┌────────

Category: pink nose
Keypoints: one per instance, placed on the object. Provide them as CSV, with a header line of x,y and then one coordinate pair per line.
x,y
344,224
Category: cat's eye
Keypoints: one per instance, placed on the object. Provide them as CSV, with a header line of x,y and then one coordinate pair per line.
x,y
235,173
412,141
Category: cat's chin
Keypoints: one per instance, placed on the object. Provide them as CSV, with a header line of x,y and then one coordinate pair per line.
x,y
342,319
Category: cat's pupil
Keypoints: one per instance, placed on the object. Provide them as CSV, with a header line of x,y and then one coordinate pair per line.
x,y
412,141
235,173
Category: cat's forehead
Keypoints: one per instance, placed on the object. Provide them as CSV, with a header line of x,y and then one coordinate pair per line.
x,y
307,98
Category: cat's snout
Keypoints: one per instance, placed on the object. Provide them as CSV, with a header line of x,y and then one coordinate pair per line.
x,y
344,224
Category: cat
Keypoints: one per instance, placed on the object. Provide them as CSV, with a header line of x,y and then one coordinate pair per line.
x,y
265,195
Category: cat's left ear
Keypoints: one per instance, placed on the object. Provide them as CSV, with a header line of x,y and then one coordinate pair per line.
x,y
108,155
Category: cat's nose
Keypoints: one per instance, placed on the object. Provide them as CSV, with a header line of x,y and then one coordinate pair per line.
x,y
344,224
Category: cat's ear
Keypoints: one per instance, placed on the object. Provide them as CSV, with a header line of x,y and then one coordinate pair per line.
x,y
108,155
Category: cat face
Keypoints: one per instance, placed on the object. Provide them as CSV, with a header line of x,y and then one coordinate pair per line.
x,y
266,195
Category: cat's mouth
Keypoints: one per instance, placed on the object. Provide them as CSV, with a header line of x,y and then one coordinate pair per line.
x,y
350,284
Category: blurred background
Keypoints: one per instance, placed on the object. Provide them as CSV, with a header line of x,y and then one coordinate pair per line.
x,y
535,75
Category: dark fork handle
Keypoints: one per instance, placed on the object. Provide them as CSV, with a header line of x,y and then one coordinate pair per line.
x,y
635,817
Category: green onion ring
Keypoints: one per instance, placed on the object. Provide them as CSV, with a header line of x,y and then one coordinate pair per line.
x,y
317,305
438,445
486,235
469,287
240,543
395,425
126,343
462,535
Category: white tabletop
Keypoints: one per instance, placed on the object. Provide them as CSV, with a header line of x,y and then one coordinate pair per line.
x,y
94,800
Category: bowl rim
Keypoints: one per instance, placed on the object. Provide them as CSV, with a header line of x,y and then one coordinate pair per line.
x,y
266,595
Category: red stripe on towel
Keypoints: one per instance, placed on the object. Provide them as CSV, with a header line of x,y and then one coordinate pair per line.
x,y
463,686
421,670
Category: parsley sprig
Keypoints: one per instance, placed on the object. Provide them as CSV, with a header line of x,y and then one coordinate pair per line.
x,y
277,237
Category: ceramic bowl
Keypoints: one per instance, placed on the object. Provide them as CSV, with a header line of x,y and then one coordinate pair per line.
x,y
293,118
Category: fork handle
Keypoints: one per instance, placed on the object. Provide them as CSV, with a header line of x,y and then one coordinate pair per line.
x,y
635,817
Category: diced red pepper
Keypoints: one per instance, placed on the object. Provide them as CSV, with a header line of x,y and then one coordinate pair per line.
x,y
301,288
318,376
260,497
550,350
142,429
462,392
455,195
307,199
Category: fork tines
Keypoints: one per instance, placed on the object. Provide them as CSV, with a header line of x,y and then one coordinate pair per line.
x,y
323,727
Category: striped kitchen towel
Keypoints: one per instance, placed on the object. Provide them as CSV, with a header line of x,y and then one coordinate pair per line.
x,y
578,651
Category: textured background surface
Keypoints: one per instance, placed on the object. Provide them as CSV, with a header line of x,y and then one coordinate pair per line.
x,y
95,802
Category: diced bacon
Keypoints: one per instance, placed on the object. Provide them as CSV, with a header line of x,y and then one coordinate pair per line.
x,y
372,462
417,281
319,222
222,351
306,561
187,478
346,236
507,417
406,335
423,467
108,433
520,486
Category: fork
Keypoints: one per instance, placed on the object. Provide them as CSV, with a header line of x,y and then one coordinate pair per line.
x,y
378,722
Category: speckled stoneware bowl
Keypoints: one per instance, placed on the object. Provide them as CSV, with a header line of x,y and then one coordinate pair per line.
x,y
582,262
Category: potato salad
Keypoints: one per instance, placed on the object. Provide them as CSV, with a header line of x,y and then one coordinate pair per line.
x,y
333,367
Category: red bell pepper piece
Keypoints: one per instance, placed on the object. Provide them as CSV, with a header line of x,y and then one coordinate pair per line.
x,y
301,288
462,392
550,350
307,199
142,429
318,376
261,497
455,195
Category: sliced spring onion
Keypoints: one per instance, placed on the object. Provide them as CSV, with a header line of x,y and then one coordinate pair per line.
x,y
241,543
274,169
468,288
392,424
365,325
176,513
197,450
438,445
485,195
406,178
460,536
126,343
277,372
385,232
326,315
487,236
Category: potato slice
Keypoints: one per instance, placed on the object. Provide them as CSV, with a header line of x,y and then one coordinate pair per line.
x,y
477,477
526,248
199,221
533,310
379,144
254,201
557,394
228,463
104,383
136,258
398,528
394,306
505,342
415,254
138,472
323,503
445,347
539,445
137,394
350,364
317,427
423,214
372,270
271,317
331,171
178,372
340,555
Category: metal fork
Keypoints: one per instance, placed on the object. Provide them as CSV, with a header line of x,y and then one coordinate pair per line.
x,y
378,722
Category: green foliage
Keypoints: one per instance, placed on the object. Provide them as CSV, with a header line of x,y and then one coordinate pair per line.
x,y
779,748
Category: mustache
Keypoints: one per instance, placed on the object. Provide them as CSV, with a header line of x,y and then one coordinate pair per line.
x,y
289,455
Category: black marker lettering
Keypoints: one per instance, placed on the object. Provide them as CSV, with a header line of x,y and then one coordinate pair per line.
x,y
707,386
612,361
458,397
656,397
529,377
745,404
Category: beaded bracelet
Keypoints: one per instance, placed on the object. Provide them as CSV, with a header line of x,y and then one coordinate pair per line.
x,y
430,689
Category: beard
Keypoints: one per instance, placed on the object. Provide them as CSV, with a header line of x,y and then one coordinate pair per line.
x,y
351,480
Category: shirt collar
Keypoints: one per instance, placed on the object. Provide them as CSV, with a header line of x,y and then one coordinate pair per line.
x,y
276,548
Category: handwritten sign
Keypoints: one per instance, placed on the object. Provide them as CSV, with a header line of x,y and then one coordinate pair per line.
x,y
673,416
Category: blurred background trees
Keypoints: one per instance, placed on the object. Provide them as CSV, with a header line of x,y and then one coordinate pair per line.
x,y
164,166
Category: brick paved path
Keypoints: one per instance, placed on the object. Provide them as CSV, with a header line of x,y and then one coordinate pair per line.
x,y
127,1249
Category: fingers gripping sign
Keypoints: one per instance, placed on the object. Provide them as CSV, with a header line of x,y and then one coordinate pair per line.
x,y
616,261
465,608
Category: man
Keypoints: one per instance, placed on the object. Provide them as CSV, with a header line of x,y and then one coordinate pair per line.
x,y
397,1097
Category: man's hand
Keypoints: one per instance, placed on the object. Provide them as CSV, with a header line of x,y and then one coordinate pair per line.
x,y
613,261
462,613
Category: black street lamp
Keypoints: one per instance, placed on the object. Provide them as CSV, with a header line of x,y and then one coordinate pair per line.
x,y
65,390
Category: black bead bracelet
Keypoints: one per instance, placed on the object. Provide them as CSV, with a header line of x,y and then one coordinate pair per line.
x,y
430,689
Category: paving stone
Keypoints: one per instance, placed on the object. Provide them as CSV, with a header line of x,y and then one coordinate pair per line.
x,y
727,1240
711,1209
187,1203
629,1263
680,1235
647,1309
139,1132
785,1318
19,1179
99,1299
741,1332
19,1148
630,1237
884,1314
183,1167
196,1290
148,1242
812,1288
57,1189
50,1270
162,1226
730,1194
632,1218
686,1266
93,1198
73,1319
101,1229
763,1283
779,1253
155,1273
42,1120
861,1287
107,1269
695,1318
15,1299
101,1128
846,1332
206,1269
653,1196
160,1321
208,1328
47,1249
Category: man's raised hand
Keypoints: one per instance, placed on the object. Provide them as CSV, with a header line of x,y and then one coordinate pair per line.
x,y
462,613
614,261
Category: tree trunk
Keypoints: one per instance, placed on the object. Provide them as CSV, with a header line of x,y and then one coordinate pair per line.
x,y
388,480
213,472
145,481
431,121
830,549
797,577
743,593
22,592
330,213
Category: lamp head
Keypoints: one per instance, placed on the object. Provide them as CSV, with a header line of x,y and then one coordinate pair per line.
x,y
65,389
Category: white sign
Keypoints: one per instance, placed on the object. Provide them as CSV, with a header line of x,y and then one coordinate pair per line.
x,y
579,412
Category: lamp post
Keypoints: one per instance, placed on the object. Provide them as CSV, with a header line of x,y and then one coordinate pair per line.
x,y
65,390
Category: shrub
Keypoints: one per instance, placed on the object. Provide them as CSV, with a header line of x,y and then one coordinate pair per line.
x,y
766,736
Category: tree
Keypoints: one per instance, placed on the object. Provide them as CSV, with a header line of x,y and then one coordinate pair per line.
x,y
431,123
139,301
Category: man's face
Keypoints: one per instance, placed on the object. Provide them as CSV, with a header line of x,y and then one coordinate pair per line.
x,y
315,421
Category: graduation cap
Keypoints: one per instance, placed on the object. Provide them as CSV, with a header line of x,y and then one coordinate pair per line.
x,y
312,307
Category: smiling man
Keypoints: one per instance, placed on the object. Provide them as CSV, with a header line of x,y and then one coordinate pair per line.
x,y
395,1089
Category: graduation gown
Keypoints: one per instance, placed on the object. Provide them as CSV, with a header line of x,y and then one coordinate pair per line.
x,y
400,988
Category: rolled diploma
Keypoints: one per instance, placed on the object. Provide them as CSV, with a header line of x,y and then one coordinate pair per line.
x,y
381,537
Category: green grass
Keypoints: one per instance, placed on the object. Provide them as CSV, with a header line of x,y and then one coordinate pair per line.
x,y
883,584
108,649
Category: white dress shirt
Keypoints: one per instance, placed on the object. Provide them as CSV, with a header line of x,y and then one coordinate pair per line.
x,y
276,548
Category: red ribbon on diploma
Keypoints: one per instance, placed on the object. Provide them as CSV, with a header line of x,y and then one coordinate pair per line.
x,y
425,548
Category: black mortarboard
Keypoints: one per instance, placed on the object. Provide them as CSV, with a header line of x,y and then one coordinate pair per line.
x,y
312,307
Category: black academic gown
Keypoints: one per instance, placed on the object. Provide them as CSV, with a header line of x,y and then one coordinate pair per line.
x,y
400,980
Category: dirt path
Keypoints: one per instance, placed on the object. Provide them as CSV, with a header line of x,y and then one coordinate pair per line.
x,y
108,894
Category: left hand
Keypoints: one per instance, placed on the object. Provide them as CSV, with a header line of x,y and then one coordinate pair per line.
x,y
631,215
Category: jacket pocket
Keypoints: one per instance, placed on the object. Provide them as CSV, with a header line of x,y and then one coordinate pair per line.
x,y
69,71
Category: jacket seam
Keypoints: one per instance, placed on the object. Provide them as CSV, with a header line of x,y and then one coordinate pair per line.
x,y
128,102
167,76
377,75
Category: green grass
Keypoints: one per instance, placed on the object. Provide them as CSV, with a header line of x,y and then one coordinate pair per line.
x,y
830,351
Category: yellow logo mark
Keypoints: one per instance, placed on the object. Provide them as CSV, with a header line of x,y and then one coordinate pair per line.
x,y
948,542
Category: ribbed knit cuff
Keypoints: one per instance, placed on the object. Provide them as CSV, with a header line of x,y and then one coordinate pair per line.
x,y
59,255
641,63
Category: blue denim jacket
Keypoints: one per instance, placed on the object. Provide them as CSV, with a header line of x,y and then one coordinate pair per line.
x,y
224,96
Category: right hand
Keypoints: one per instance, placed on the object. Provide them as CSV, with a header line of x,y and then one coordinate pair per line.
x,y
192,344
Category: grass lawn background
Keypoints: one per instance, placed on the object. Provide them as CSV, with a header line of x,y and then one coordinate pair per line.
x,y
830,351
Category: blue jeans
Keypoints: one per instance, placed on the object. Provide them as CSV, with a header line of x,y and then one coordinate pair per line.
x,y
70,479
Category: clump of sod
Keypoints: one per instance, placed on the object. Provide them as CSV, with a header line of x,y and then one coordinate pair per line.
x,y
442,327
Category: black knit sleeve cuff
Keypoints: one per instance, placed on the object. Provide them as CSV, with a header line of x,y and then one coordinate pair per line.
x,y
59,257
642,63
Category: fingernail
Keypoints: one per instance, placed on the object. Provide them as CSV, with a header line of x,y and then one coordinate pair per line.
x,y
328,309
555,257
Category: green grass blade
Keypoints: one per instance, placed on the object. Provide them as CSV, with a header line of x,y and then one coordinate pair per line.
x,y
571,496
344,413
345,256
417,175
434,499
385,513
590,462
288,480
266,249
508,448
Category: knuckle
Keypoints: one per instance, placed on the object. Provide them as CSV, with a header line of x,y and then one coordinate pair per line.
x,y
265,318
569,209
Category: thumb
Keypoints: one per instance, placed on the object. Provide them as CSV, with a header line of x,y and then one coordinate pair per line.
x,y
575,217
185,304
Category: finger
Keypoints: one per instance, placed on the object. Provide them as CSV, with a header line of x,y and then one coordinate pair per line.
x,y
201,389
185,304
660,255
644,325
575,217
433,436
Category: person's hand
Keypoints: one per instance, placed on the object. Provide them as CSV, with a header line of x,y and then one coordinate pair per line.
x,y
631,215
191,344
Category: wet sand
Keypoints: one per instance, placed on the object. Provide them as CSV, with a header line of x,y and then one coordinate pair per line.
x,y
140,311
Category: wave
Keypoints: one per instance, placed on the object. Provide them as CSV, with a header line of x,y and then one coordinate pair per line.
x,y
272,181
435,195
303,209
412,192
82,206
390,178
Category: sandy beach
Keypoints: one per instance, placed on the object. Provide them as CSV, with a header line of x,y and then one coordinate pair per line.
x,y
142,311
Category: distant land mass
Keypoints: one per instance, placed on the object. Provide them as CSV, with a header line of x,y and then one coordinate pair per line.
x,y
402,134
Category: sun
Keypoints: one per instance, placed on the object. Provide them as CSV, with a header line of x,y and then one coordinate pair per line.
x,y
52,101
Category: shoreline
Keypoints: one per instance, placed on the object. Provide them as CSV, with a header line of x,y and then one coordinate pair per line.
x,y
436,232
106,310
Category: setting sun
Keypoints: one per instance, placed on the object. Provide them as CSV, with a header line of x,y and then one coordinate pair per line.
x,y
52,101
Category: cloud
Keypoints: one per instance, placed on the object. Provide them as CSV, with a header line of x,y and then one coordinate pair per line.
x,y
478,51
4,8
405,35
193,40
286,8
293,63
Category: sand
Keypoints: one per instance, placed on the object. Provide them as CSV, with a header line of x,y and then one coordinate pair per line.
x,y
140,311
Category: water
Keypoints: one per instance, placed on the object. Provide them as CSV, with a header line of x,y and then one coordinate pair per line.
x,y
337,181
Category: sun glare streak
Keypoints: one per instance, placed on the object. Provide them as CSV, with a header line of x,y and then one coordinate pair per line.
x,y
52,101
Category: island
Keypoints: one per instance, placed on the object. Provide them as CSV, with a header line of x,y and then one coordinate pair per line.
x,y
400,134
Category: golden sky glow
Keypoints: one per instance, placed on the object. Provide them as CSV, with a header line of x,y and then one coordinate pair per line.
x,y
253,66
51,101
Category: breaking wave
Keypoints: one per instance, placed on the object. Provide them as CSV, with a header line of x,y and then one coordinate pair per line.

└────────

Task prompt => Find "Category: thumb" in the entries above and copy that whole line exactly, then each line after it through the line that contains "Category: cloud".

Answer =>
Category: thumb
Keypoints: one per instance, placed on the object. Provide them as CSV, with a header line of x,y and then one coordinate pair per line.
x,y
575,217
185,304
Category: finger
Keypoints: one per instance, placed on the object. Provide them as CSV, with a header line of x,y and then one coordinate pair per line.
x,y
201,389
185,304
660,255
644,325
575,217
433,436
Category: person's hand
Keypoints: one per instance, placed on the object. Provide them as CSV, with a header line of x,y and then one coordinate pair per line.
x,y
631,215
191,344
Category: wet sand
Keypoints: one per instance, placed on the object. Provide them as CSV, with a header line of x,y and then one coordinate pair per line.
x,y
140,311
Category: wave
Keypoints: one per instance, placed on the object. Provide them as CSV, with a header line of x,y and then one coordinate pair per line.
x,y
272,181
435,195
303,209
412,192
82,206
390,178
Category: sandy beach
Keypoints: one per instance, placed on the object. Provide them as CSV, with a header line of x,y and then one coordinate pair per line.
x,y
142,311
Category: distant land mass
Keypoints: one per instance, placed on the object. Provide them as CSV, with a header line of x,y and then one coordinate pair per line.
x,y
402,134
Category: sun
Keypoints: one per instance, placed on the object. Provide them as CSV, with a header line of x,y and then one coordinate pair per line.
x,y
52,101
Category: shoreline
Keypoints: one per instance, placed on the object. Provide them as CSV, with a header line of x,y and then one coordinate pair per line.
x,y
436,232
106,310
Category: setting sun
Keypoints: one per instance, placed on the object. Provide them as CSV, with a header line of x,y and then one coordinate pair per line.
x,y
52,101
Category: cloud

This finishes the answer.